How many lines in the material below contain the string "Find"? Case matters. Reply with the number only.

Dataset records:
══════════════════════════════

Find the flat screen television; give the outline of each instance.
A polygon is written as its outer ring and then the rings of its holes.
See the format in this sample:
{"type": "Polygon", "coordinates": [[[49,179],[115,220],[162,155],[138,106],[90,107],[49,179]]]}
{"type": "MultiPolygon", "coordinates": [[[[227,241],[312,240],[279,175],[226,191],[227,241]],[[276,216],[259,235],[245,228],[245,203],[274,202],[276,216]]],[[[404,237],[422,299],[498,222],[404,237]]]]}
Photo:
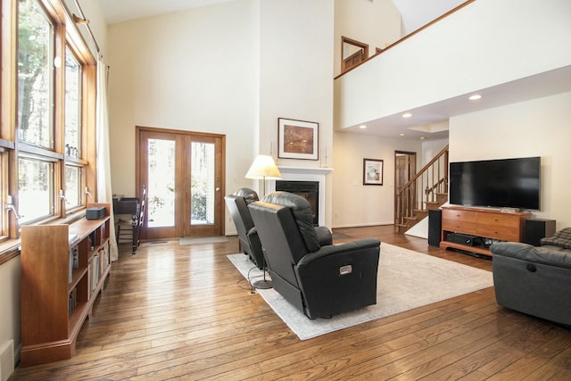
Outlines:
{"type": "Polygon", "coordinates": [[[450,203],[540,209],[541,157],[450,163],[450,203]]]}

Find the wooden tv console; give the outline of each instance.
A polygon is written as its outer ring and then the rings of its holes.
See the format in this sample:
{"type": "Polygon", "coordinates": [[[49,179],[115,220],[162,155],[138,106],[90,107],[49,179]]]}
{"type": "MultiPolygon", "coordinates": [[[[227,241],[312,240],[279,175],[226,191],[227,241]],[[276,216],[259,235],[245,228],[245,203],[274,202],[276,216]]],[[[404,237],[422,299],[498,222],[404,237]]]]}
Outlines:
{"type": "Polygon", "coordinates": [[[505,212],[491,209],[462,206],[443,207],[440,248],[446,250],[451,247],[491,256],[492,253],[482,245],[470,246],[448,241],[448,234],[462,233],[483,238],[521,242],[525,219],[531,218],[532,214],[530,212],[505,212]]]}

══════════════════════════════

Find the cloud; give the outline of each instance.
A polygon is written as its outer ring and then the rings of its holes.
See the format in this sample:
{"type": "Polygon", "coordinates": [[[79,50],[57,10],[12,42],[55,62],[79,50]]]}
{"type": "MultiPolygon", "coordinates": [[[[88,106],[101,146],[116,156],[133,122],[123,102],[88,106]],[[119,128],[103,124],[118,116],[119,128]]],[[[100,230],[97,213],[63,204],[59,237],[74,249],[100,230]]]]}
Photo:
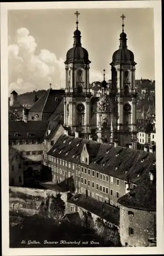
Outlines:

══════════════════════════════

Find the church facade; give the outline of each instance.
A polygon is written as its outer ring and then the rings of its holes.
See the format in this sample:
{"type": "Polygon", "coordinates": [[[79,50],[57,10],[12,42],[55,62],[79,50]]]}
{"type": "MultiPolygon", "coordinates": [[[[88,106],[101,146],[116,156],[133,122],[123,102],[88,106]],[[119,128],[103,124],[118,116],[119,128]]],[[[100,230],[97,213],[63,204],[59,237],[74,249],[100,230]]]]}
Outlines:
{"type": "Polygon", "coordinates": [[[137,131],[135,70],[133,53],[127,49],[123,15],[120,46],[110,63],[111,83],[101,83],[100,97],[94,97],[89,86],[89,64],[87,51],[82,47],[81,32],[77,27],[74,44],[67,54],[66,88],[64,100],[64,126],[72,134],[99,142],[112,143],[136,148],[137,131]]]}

══════════════════════════════

Exercise result: 4